§ AIM OF THE TASK
Write the entries out again exactly as they stand, but without the pictures.

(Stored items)
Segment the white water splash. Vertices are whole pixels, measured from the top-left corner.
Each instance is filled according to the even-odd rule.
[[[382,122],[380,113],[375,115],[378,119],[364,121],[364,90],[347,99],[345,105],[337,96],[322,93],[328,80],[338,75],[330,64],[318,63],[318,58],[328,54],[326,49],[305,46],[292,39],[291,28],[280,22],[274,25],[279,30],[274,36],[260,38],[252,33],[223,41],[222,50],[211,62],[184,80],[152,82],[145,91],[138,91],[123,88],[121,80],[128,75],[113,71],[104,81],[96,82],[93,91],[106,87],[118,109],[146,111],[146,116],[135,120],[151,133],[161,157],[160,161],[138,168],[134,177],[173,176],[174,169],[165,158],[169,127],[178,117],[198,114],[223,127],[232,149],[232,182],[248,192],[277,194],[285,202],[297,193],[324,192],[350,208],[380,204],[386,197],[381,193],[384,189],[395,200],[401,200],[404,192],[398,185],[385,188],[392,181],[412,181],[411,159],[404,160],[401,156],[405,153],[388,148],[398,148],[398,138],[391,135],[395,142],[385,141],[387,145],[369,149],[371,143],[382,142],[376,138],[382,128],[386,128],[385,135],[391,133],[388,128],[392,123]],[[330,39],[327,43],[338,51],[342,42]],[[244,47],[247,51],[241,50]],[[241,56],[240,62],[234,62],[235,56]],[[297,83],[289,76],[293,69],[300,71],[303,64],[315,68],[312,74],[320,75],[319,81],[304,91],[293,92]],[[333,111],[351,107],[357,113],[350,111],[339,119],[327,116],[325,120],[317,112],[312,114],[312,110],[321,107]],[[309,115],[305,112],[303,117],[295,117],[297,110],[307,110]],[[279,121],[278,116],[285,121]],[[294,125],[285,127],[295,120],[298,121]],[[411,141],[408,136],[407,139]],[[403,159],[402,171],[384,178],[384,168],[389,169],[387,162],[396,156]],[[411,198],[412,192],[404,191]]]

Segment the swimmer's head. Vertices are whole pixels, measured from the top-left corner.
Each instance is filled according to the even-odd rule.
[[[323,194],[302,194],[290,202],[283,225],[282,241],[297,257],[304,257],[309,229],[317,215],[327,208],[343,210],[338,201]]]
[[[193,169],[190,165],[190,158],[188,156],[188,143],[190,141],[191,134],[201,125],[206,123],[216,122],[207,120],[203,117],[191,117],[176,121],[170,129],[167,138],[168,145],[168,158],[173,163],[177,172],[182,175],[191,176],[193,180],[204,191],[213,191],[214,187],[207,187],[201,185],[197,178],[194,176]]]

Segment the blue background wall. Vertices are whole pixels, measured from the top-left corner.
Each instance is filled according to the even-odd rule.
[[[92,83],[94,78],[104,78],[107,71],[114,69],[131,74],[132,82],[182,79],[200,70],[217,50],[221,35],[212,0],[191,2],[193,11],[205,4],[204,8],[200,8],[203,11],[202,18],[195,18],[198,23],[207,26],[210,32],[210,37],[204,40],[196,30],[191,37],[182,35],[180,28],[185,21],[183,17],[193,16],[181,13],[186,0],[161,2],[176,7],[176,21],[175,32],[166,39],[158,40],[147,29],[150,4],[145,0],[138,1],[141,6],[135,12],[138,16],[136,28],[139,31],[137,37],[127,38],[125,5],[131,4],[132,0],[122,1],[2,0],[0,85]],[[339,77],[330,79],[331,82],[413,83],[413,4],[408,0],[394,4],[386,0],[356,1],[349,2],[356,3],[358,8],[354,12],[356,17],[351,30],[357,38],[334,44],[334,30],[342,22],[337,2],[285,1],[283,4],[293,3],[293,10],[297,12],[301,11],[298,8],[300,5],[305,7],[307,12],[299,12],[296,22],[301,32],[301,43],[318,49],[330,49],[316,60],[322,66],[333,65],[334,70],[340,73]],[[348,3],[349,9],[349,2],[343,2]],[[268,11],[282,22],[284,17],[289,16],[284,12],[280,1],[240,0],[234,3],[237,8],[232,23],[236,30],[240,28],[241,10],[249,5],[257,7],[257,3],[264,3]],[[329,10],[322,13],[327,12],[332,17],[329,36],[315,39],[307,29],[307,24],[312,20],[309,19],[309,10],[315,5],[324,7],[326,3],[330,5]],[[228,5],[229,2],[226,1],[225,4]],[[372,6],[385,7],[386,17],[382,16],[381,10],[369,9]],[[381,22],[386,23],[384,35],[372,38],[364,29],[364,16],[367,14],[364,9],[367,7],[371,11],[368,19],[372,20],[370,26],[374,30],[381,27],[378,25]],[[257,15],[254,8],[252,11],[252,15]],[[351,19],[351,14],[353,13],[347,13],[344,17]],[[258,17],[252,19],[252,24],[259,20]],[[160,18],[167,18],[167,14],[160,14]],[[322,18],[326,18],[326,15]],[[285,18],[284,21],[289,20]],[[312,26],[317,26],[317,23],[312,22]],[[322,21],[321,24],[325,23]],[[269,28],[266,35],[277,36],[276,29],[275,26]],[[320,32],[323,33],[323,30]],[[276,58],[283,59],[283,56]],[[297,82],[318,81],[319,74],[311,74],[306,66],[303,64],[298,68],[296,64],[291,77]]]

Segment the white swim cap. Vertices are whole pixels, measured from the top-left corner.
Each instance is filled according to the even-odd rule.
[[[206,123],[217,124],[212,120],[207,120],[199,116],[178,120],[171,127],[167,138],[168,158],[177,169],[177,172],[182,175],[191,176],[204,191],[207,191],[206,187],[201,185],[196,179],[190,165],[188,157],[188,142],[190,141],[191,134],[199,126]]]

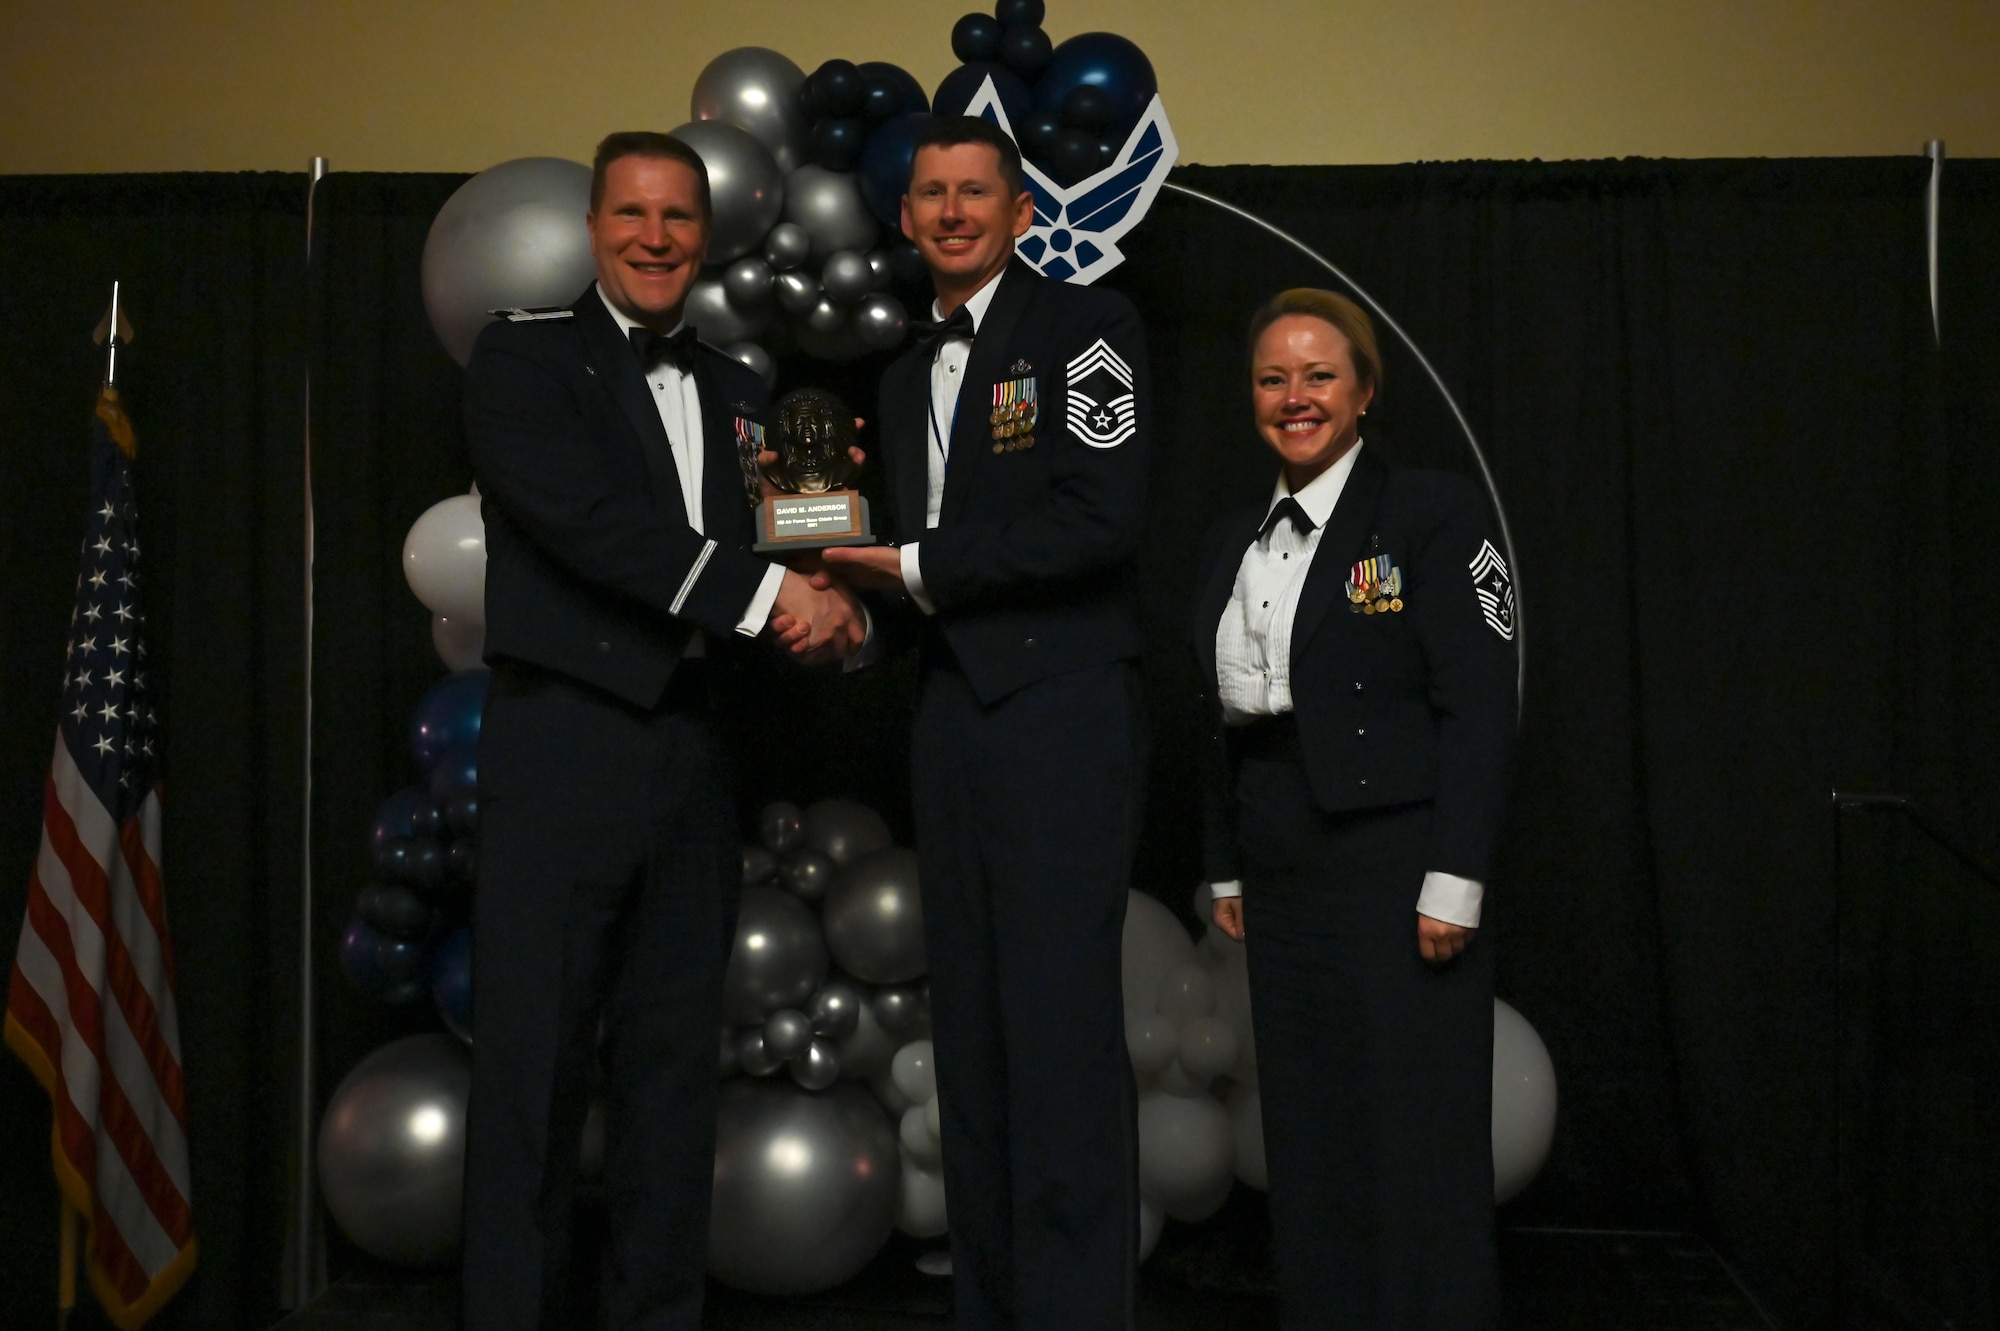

§ WRITTEN ANSWER
Segment the white water splash. Vertices are whole pixels, measured from the top-left corner.
Each instance is filled according to the even-odd rule.
[[[382,122],[380,113],[375,115],[378,119],[364,121],[364,90],[347,99],[345,105],[337,96],[322,93],[328,80],[338,75],[330,64],[318,63],[318,58],[328,54],[326,49],[305,46],[292,39],[291,28],[280,22],[274,25],[279,30],[274,36],[260,38],[252,33],[223,41],[222,50],[211,62],[184,80],[152,82],[145,91],[138,91],[123,88],[121,80],[128,75],[113,71],[104,81],[96,82],[93,91],[106,87],[118,109],[146,111],[146,116],[135,120],[151,133],[161,157],[160,161],[138,168],[134,177],[173,176],[174,169],[165,158],[169,127],[178,117],[198,114],[223,127],[232,149],[232,182],[248,192],[277,194],[285,202],[297,193],[324,192],[350,208],[380,204],[386,197],[381,193],[384,189],[395,200],[401,200],[404,192],[398,185],[385,188],[392,181],[412,181],[411,159],[404,160],[401,156],[405,153],[388,148],[398,148],[398,138],[391,135],[395,142],[385,141],[387,145],[369,149],[371,143],[382,142],[376,138],[382,128],[386,128],[385,135],[391,133],[388,128],[392,123]],[[330,39],[327,43],[338,51],[342,42]],[[244,47],[247,51],[241,50]],[[241,56],[240,62],[234,62],[235,56]],[[297,83],[289,76],[293,69],[300,71],[303,64],[315,68],[312,74],[320,75],[319,81],[304,91],[293,92]],[[333,111],[351,107],[357,113],[350,111],[339,119],[327,116],[325,120],[317,112],[312,114],[312,110],[321,107]],[[309,115],[305,112],[303,117],[295,117],[297,110],[307,110]],[[279,121],[278,116],[285,121]],[[294,125],[285,127],[295,120],[298,121]],[[411,141],[408,136],[407,139]],[[403,159],[402,171],[384,178],[384,168],[389,169],[387,162],[396,156]],[[411,198],[412,192],[404,191]]]

Segment the swimmer's head. Vertices are whole pixels, measured from the top-left corner.
Each instance is filled according to the even-odd rule.
[[[323,194],[302,194],[290,202],[283,225],[282,241],[297,257],[304,257],[309,229],[317,215],[327,208],[343,210],[338,201]]]
[[[193,169],[190,165],[190,158],[188,156],[188,143],[190,141],[191,134],[201,125],[206,123],[216,122],[207,120],[203,117],[191,117],[176,121],[170,129],[167,138],[168,145],[168,158],[173,163],[177,172],[182,175],[191,176],[193,180],[204,191],[213,191],[214,187],[207,187],[201,185],[197,178],[194,176]]]

Segment the blue background wall. Vertices are whole pixels, measured from the top-left corner.
Each instance is filled according to the even-odd rule.
[[[92,83],[94,78],[104,78],[107,71],[114,69],[131,74],[132,82],[182,79],[200,70],[217,50],[221,35],[212,0],[191,2],[193,11],[205,4],[204,8],[200,8],[203,11],[202,18],[195,18],[198,23],[207,26],[210,32],[210,37],[204,40],[196,30],[191,37],[182,35],[180,28],[185,21],[183,17],[193,16],[181,13],[186,0],[161,2],[176,7],[176,21],[175,32],[166,39],[158,40],[147,29],[150,4],[145,0],[138,1],[141,6],[135,12],[138,16],[136,28],[139,31],[137,37],[127,38],[125,5],[131,4],[132,0],[122,1],[2,0],[0,85]],[[339,77],[330,79],[331,82],[413,83],[413,4],[408,0],[394,4],[386,0],[356,1],[349,2],[356,3],[358,8],[354,12],[356,17],[351,30],[357,38],[334,44],[334,30],[342,22],[337,2],[285,1],[283,4],[293,3],[293,10],[297,12],[301,11],[298,8],[300,5],[305,7],[307,12],[299,12],[296,22],[301,32],[301,43],[318,49],[330,49],[316,60],[322,66],[333,65],[334,70],[340,73]],[[348,3],[349,9],[349,2],[343,2]],[[268,11],[282,22],[284,17],[289,16],[284,12],[280,1],[240,0],[234,3],[237,8],[232,23],[236,30],[240,28],[241,10],[249,5],[257,7],[257,3],[264,3]],[[329,10],[322,13],[327,12],[332,17],[329,36],[315,39],[307,29],[307,24],[312,20],[309,19],[309,10],[315,5],[324,7],[326,3],[330,5]],[[228,5],[229,2],[226,1],[225,4]],[[372,6],[385,7],[386,17],[382,16],[381,10],[369,9]],[[381,22],[386,23],[384,35],[372,38],[364,29],[364,16],[367,14],[364,9],[367,7],[371,11],[368,19],[372,20],[370,26],[374,30],[381,27],[378,25]],[[257,15],[254,8],[252,11],[252,15]],[[351,19],[351,14],[353,13],[347,13],[344,17]],[[258,17],[252,19],[252,24],[259,20]],[[160,18],[167,18],[167,14],[160,14]],[[322,18],[326,18],[326,15]],[[285,18],[284,21],[289,20]],[[312,26],[317,26],[317,23],[312,22]],[[322,21],[321,24],[325,23]],[[269,28],[266,35],[277,36],[276,29],[275,26]],[[320,32],[323,33],[323,30]],[[276,58],[283,59],[283,56]],[[297,82],[318,81],[319,74],[311,74],[306,66],[303,64],[298,68],[296,64],[291,77]]]

Segment the white swim cap. Vertices are whole pixels, measured from the top-left corner.
Each instance is filled according to the even-odd rule.
[[[206,123],[217,124],[212,120],[207,120],[199,116],[178,120],[171,127],[167,138],[168,158],[177,169],[177,172],[182,175],[191,176],[204,191],[207,191],[206,187],[201,185],[196,179],[190,165],[188,157],[188,142],[190,141],[191,134],[199,126]]]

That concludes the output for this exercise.